(Records drawn from a dataset)
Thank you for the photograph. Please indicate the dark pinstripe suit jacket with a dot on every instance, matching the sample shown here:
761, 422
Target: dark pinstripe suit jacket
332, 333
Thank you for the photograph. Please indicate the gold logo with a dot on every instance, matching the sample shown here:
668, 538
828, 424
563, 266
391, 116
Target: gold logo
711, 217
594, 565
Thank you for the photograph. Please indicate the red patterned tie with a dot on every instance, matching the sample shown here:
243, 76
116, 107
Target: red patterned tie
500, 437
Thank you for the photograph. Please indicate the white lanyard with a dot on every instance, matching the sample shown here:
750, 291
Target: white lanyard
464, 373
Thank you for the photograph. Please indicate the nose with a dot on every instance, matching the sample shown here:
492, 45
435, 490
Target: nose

Work order: Give back every line of the data exactly.

Solved exercise:
Thank you for the photograph. Please indicate the dark pinstripe suit jacket with a dot on every instance, matching the sample shown here:
761, 422
Target: dark pinstripe suit jacket
332, 333
Thank you for the photograph. Please indicate the gold logo with a dot on every instance, matching the sample shown here:
668, 538
828, 424
563, 266
391, 116
Target: gold logo
711, 217
594, 565
Thank you for the photograph. Please indicate the red patterned tie with a dot on every instance, matching the sample shown here:
243, 76
116, 107
Target: red patterned tie
500, 437
Thank you for the photograph. Please indicate the white lanyard with a dot on every instance, matching the sample shown here:
750, 291
Target: white lanyard
464, 373
Thank you for the photograph. Please indicate the nose with a dot on every instance, matching the sample shown here:
492, 45
435, 490
Target: nose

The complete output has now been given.